[Extracted data entries]

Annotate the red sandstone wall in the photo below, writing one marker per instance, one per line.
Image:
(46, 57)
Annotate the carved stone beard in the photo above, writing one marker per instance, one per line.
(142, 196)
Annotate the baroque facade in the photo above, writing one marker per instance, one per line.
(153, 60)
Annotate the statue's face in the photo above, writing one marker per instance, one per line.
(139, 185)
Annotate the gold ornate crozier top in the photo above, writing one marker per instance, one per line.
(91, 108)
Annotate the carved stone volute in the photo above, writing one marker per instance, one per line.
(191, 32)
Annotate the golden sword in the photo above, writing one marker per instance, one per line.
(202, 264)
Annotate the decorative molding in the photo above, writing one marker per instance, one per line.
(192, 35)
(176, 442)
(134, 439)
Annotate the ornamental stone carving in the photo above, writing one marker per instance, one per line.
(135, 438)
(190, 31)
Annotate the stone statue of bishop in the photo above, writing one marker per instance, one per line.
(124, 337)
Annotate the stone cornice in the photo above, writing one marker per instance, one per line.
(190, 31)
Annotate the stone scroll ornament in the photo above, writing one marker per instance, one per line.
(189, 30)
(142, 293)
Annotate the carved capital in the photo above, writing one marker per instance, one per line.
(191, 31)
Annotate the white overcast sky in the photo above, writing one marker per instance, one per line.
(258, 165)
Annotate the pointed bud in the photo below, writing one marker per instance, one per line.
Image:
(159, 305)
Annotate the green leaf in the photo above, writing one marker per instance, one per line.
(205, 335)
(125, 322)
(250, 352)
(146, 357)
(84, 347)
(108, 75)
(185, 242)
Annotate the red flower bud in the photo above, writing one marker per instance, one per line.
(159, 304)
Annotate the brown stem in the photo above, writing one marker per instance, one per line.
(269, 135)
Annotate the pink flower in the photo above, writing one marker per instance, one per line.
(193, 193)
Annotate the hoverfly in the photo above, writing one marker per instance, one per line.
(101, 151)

Exercise brief =>
Identify the lines in the entries that hold "below" and return each one.

Written answer =>
Annotate the red sandstone wall in the photo below, writing one marker per instance, one per line.
Annotate the pointed bud in the photo below, writing one marker per instance, one per line.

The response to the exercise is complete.